* **Text segment**
------------
BPF List
 help / color / mirror / Atom feed
From: Yonghong Song <yonghong.song@linux.dev>
To: Alexei Starovoitov <alexei.starovoitov@gmail.com>
Cc: bpf <bpf@vger.kernel.org>, Alexei Starovoitov <ast@kernel.org>,
	Andrii Nakryiko <andrii@kernel.org>,
	Daniel Borkmann <daniel@iogearbox.net>,
	Kernel Team <kernel-team@fb.com>,
	Martin KaFai Lau <martin.lau@kernel.org>,
	Tejun Heo <tj@kernel.org>
Subject: Re: [PATCH bpf-next v6 1/9] bpf: Allow each subprog having stack size of 512 bytes
Date: Mon, 21 Oct 2024 20:21:01 -0700	[thread overview]
Message-ID: <c6e5040b-9558-481f-b1fc-f77dc9ce90c1@linux.dev> (raw)
In-Reply-To: <CAADnVQ+ZXMh_QKy0nd-n7my1SETroockPjpVVJOAWsE3tB_5sg@mail.gmail.com>


On 10/21/24 6:18 PM, Alexei Starovoitov wrote:
> On Sun, Oct 20, 2024 at 12:14 PM Yonghong Song <yonghong.song@linux.dev> wrote:
>> With private stack support, each subprog can have stack with up to 512
>> bytes. The limit of 512 bytes per subprog is kept to avoid increasing
>> verifier complexity since greater than 512 bytes will cause big verifier
>> change and increase memory consumption and verification time.
>>
>> If private stack is supported, for a bpf prog, esp. when it has
>> subprogs, private stack will be allocated for the main prog
>> and for each callback subprog. For example,
>>    main_prog
>>      subprog1
>>        calling helper
>>          subprog10 (callback func)
>>            subprog11
>>      subprog2
>>        calling helper
>>          subprog10 (callback func)
>>            subprog11
>>
>> Separate private allocations for main_prog and callback_fn subprog10
>> will make things easier since the helper function uses the kernel stack.
------------
* **Prompt A**
Answer these about the BPF private stack post:
(i) What stack size is each subprog allowed to have?
(ii) In the example, which subprog is marked as the callback func?
(iii) What stack does the helper function use?
* **Prompt B**
Go on with the BPF private stack post, starting after its last sentence.
The listing has no connection to the BPF mailing list post.

* **Excerpted records**
------------
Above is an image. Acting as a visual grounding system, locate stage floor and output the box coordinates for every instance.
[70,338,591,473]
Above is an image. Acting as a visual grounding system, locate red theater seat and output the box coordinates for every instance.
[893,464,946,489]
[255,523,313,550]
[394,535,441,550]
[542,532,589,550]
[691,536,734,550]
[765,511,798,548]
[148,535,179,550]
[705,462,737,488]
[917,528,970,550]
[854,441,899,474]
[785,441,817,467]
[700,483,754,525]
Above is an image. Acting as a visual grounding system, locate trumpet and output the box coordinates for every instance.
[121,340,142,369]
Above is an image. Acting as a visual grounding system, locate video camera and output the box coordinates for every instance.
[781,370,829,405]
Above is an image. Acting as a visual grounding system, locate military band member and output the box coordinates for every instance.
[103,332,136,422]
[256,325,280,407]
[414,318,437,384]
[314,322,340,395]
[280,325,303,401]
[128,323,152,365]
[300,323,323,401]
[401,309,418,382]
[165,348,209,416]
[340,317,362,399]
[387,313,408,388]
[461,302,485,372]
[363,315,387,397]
------------
* **Response A**
(i) Up to 512 bytes.
(ii) subprog10.
(iii) The kernel stack.

* **Response B**
>>
>> In this patch, some tracing programs are allowed to use private
>> stack since tracing prog may be triggered in the middle of some other
>> prog runs. Additional subprog info is also collected for later to
>> allocate private stack for main prog and each callback functions.
>>
>> Note that if any tail_call is called in the prog (including all subprogs),
>> then private stack is not used.
>>
>> Signed-off-by: Yonghong Song <yonghong.song@linux.dev>
>> ---
>>   include/linux/bpf.h          |   1 +
>>   include/linux/bpf_verifier.h |   3 ++
>>   include/linux/filter.h       |   1 +
>>   kernel/bpf/core.c            |   5 ++
>>   kernel/bpf/verifier.c        | 100 ++++++++++++++++++++++++++++++-----
>>   5 files changed, 97 insertions(+), 13 deletions(-)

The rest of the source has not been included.